▶ _Extrait du document_
____

Mais finalement, ce fut un avantage, comme ce le fut pour la Russie lorsque sa crise économique avait abouti à une cessation de paiement de la dette souveraine de ce pays.
Car dans les deux cas, le fait d’avoir d’extrêmes difficultés à recourir au financement extérieur, a forcé les deux pays à sortir de la crise en usant de leur ressources intérieures, ce qui pour l’Argentine, signifie aujourd’hui un montant relativement bas de la dette extérieure (bien que la dette intérieure soit élevée).
C’est pour cela qu’après 2002, lorsque l’Argentine est entrée dans une étape de forte croissance avec une diminution du chômage (stimulée par la hausse des prix des produits de première consommation] les « clubs de troc » ont perdu l’importance qu’ils avaient eu dans les périodesments les plus critiques.
Et même si aujourd’hui, ils connaissent un certain regain, ce n’est pas dû à la crise financière mondiale et à ses conséquences pour l’Argentine (qui parvient à les amortir) mais plutôt à cause du gouvernement pseudo-progressiste de Cristina Fernández de Kirchner, qui recule sur le secteur économique et privilégie, plus que son époux, (l’ex-président Néstor Kirchner) « l’option préférentielle pour les plus riches » (pour paraphraser le Concile Vatican II et la Théologie de la Libération) et les grandes entreprises à qui elle verse toutes sortes d’aides et de subventions.

____

▶ _Extrait de données_
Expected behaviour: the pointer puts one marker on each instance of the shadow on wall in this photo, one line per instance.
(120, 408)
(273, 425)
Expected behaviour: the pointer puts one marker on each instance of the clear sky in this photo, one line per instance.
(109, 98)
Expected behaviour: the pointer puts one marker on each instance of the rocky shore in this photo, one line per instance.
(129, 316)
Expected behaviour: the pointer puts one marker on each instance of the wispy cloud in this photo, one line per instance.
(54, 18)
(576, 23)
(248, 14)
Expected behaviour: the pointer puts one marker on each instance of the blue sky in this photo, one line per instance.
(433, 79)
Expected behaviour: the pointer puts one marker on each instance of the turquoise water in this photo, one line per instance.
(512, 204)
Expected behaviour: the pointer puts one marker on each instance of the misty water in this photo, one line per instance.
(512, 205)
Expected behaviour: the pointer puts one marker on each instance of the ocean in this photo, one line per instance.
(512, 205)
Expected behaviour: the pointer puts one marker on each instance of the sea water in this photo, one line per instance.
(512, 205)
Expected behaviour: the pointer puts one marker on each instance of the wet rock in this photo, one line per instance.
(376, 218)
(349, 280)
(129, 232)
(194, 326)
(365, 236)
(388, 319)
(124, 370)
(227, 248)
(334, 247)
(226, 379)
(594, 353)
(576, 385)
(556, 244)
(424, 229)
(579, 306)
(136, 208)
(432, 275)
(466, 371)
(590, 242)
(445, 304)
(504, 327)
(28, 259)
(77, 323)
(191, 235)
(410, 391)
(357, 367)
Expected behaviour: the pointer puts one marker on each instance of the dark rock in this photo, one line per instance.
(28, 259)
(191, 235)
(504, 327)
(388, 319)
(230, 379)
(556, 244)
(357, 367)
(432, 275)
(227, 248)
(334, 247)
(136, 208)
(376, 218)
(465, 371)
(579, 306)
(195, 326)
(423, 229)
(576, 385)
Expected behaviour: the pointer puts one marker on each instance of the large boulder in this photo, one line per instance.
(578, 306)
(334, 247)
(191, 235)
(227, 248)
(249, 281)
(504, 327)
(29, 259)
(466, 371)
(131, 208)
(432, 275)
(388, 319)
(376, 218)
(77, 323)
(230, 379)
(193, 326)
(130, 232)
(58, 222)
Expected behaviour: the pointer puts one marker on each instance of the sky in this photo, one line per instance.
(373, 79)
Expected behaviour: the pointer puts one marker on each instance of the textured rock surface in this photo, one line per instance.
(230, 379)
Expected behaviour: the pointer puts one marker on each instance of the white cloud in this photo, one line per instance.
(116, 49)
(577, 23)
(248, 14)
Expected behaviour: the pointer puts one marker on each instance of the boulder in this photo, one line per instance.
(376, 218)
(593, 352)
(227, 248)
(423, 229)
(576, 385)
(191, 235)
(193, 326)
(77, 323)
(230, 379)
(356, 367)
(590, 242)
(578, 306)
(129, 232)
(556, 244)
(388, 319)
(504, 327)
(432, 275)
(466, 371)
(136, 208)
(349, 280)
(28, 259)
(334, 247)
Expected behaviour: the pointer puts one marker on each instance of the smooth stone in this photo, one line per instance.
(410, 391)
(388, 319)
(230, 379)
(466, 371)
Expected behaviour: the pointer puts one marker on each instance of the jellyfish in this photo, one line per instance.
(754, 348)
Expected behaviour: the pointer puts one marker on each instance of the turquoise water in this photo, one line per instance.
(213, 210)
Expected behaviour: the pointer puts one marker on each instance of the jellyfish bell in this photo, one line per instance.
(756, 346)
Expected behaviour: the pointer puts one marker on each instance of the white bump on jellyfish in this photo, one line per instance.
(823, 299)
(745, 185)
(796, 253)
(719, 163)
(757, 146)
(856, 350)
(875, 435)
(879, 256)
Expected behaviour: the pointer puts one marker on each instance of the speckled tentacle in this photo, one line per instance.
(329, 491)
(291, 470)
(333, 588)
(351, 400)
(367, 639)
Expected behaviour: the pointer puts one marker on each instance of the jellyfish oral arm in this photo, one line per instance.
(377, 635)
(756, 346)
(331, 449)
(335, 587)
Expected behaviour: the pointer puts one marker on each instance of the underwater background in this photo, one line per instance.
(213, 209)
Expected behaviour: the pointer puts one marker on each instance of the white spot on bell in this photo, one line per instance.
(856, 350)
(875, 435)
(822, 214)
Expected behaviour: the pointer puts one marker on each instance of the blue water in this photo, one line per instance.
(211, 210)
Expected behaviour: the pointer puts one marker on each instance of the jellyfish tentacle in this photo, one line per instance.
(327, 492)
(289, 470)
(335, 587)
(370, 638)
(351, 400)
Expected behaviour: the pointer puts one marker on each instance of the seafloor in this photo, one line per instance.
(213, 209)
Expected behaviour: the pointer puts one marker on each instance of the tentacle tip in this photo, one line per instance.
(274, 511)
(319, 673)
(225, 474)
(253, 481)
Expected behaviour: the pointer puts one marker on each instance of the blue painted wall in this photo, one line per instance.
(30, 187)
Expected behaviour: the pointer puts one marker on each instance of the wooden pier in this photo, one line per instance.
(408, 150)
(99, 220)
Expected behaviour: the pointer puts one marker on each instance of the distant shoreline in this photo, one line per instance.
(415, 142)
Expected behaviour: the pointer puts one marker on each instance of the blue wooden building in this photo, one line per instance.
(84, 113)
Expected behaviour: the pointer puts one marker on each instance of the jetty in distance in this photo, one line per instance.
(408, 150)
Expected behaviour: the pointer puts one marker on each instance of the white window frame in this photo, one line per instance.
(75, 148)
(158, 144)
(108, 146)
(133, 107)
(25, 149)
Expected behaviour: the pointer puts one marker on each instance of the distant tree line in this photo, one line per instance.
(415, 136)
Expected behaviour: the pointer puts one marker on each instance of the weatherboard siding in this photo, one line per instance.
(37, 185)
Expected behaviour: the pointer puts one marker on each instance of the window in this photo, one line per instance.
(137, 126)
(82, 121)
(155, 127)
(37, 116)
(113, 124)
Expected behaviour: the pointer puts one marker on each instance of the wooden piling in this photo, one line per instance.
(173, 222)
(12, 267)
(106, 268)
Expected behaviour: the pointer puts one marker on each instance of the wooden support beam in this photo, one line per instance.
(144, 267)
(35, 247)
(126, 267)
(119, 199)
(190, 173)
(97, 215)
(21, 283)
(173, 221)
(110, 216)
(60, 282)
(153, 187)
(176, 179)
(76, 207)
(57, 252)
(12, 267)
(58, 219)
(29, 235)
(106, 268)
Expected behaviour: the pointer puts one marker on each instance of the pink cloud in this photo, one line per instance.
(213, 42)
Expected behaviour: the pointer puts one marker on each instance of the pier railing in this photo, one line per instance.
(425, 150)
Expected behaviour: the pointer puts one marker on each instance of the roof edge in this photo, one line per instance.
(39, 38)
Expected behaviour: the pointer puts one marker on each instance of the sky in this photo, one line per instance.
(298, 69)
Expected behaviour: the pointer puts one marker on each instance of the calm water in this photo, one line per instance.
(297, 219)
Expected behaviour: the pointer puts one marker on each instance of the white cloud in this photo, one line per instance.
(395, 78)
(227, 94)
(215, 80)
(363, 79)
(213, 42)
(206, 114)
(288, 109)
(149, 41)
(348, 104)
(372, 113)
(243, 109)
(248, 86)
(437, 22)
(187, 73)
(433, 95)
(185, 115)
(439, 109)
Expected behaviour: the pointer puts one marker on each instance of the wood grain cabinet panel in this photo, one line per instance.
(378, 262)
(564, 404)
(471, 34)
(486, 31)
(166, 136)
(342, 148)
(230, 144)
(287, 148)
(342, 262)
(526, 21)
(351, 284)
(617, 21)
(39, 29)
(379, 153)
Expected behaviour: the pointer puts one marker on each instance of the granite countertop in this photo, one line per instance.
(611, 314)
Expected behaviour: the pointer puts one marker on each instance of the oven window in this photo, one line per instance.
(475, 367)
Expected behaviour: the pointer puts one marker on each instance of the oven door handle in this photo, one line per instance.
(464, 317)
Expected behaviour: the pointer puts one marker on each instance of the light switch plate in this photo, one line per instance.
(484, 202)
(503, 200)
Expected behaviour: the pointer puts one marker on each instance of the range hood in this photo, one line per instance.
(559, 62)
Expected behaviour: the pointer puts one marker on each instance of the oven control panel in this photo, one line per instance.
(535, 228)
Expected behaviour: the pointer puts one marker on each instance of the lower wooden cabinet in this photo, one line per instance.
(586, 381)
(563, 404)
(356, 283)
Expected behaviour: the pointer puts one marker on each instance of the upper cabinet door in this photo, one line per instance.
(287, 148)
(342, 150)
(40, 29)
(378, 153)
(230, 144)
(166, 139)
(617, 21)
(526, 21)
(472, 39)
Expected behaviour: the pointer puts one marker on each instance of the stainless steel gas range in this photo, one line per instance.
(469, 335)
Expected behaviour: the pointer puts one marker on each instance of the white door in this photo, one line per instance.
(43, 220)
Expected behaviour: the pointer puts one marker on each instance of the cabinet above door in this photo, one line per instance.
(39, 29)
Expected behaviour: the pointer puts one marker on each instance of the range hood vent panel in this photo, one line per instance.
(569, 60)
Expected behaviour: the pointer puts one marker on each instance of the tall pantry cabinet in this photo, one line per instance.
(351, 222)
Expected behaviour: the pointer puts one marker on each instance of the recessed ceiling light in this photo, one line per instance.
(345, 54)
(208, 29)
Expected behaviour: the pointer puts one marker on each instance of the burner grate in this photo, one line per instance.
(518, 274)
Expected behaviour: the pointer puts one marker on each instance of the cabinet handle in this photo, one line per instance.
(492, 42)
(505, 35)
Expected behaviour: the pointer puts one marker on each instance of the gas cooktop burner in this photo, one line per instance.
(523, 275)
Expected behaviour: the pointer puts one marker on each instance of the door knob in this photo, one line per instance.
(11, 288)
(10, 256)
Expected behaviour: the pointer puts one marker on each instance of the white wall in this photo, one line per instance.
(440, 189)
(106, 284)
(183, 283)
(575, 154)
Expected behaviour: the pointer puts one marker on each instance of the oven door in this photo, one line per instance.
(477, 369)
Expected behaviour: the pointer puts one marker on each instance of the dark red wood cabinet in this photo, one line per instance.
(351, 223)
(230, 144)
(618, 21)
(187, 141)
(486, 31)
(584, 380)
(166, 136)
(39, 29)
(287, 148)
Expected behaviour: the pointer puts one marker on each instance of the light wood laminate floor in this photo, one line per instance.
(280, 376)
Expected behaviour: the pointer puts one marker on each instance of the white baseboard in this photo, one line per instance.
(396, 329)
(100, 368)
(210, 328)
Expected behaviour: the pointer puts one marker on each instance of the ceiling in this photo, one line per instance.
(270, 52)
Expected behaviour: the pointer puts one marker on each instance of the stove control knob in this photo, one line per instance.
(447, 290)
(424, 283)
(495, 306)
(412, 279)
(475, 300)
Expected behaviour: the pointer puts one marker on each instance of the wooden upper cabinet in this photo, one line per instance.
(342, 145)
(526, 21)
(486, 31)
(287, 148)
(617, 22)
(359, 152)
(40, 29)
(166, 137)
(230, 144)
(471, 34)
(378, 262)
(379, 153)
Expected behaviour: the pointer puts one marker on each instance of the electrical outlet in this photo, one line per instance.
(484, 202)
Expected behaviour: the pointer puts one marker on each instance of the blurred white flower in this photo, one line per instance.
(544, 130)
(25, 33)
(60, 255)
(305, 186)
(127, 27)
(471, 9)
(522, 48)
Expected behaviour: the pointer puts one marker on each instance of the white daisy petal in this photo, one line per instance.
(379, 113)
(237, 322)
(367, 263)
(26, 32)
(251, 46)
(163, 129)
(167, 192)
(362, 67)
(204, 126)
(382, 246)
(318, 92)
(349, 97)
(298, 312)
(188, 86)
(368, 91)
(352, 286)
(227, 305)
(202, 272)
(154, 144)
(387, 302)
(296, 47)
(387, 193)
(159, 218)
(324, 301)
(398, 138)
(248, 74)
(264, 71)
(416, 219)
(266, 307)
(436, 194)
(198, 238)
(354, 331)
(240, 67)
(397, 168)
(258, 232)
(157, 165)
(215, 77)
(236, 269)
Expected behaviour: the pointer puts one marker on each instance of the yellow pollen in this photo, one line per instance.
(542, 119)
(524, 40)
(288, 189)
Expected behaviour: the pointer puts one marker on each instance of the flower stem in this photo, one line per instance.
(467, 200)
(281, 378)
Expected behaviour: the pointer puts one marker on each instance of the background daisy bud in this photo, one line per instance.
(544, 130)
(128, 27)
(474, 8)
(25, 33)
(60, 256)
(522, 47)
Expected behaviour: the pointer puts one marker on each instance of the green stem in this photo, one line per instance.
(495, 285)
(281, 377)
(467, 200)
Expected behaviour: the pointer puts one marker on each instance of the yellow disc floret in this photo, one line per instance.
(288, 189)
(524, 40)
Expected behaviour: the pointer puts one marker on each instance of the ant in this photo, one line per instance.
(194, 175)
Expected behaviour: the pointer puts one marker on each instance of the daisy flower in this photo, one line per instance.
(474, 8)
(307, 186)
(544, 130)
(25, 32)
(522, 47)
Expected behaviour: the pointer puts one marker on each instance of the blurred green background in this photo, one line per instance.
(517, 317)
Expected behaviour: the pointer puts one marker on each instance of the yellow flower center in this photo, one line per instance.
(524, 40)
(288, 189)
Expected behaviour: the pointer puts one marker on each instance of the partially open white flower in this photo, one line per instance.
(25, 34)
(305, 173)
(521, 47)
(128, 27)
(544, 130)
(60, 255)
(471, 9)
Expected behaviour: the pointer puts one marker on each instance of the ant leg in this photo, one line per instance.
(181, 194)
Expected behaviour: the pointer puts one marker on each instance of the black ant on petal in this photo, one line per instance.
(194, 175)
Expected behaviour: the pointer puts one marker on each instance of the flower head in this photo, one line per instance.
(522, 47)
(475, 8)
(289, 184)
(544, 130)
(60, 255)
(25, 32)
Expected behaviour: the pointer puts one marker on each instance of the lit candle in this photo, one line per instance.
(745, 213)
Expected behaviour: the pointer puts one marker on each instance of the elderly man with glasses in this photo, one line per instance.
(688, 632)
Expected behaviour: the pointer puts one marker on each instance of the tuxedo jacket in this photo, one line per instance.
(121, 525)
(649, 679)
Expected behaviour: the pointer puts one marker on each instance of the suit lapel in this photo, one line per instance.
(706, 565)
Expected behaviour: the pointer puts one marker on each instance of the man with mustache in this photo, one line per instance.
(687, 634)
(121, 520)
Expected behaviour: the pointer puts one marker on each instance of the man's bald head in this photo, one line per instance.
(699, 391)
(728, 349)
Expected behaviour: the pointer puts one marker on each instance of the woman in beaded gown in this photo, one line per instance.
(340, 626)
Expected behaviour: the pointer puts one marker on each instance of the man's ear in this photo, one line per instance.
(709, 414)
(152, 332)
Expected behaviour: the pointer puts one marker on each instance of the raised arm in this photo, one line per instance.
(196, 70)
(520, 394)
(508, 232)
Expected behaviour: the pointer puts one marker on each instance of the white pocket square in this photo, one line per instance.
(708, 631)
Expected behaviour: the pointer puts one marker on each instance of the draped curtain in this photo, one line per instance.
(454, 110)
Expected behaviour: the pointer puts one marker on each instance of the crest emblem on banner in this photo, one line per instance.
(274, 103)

____

▶ _Exercice court_
Citez intégralement, sans la moindre modification, l'extrait sur l'Argentine et les clubs de troc. La liste n'est d'aucune utilité pour la suite.

▶ _Corrigé de l'exercice_
Mais finalement, ce fut un avantage, comme ce le fut pour la Russie lorsque sa crise économique avait abouti à une cessation de paiement de la dette souveraine de ce pays.
Car dans les deux cas, le fait d’avoir d’extrêmes difficultés à recourir au financement extérieur, a forcé les deux pays à sortir de la crise en usant de leur ressources intérieures, ce qui pour l’Argentine, signifie aujourd’hui un montant relativement bas de la dette extérieure (bien que la dette intérieure soit élevée).
C’est pour cela qu’après 2002, lorsque l’Argentine est entrée dans une étape de forte croissance avec une diminution du chômage (stimulée par la hausse des prix des produits de première consommation] les « clubs de troc » ont perdu l’importance qu’ils avaient eu dans les périodesments les plus critiques.
Et même si aujourd’hui, ils connaissent un certain regain, ce n’est pas dû à la crise financière mondiale et à ses conséquences pour l’Argentine (qui parvient à les amortir) mais plutôt à cause du gouvernement pseudo-progressiste de Cristina Fernández de Kirchner, qui recule sur le secteur économique et privilégie, plus que son époux, (l’ex-président Néstor Kirchner) « l’option préférentielle pour les plus riches » (pour paraphraser le Concile Vatican II et la Théologie de la Libération) et les grandes entreprises à qui elle verse toutes sortes d’aides et de subventions.